»»

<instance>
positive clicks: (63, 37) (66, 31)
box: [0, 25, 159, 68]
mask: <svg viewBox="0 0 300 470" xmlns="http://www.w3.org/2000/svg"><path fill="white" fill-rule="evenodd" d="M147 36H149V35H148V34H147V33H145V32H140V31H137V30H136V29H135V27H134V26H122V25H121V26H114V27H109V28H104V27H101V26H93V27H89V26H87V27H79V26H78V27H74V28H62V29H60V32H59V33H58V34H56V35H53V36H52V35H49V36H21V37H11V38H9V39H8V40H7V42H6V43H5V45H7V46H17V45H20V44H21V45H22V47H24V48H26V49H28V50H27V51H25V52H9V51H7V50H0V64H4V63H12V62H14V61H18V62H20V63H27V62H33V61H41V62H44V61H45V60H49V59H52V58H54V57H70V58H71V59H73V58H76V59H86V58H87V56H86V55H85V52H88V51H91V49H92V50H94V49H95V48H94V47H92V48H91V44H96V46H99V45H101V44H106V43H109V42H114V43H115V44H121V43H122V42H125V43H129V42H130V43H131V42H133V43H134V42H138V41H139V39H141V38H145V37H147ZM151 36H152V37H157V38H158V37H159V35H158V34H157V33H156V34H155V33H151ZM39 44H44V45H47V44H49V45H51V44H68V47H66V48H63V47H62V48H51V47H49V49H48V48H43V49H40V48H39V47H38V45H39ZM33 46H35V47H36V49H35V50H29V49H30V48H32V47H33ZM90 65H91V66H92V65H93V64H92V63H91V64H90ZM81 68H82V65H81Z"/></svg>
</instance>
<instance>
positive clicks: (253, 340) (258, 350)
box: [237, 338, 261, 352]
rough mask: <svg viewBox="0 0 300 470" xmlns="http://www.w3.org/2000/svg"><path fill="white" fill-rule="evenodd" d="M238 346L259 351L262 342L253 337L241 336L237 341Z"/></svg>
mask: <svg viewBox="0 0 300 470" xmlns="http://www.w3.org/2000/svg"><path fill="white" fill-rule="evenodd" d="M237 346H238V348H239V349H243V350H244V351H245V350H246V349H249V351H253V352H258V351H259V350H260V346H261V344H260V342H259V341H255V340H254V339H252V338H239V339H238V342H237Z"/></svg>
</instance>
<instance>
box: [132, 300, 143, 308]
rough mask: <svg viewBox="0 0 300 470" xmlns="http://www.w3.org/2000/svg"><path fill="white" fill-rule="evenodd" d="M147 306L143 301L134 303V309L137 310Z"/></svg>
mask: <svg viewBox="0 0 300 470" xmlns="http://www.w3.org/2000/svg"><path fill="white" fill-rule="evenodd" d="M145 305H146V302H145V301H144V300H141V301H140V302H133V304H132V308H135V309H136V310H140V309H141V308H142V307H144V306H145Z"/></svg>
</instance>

««

What is expected —
Restate the data above in full, word for word.

Answer for the task —
<instance>
positive clicks: (63, 37) (66, 31)
box: [0, 25, 159, 68]
mask: <svg viewBox="0 0 300 470" xmlns="http://www.w3.org/2000/svg"><path fill="white" fill-rule="evenodd" d="M147 36H149V35H148V34H147V33H145V32H140V31H137V30H136V29H135V27H134V26H122V25H121V26H114V27H109V28H104V27H101V26H93V27H89V26H87V27H79V26H78V27H74V28H62V29H60V32H59V33H58V34H56V35H53V36H52V35H49V36H21V37H11V38H9V39H8V40H7V42H6V43H5V45H7V46H17V45H20V44H21V45H22V47H24V48H26V49H28V50H27V51H25V52H9V51H7V50H0V64H4V63H12V62H14V61H18V62H20V63H27V62H33V61H41V62H44V61H45V60H49V59H52V58H54V57H70V58H71V59H73V58H76V59H86V58H87V56H86V55H85V52H88V51H91V49H92V50H94V49H95V48H94V47H92V48H91V44H96V46H99V45H101V44H106V43H109V42H114V43H115V44H121V43H122V42H125V43H129V42H130V43H131V42H133V43H134V42H138V41H139V39H141V38H145V37H147ZM151 36H152V37H157V38H158V37H159V35H158V34H157V33H156V34H155V33H151ZM39 44H44V45H47V44H49V45H51V44H68V47H66V48H63V47H62V48H51V47H49V49H48V48H43V49H40V48H39V47H38V45H39ZM33 46H35V47H36V49H35V50H29V49H30V48H32V47H33ZM90 65H91V66H92V65H93V64H92V63H91V64H90ZM81 68H82V65H81Z"/></svg>
</instance>
<instance>
positive clicks: (253, 340) (258, 350)
box: [237, 338, 261, 352]
rough mask: <svg viewBox="0 0 300 470" xmlns="http://www.w3.org/2000/svg"><path fill="white" fill-rule="evenodd" d="M238 346L259 351L262 342L253 337L241 336L237 341Z"/></svg>
mask: <svg viewBox="0 0 300 470" xmlns="http://www.w3.org/2000/svg"><path fill="white" fill-rule="evenodd" d="M237 346H238V348H239V349H243V350H244V351H245V350H246V349H249V351H253V352H258V351H259V350H260V346H261V344H260V342H259V341H255V340H254V339H252V338H239V339H238V342H237Z"/></svg>
</instance>
<instance>
box: [132, 300, 143, 308]
rough mask: <svg viewBox="0 0 300 470" xmlns="http://www.w3.org/2000/svg"><path fill="white" fill-rule="evenodd" d="M147 306L143 301L134 303V309L137 310Z"/></svg>
mask: <svg viewBox="0 0 300 470" xmlns="http://www.w3.org/2000/svg"><path fill="white" fill-rule="evenodd" d="M145 305H146V302H145V301H144V300H141V301H140V302H133V304H132V308H135V309H136V310H140V309H141V308H142V307H144V306H145Z"/></svg>
</instance>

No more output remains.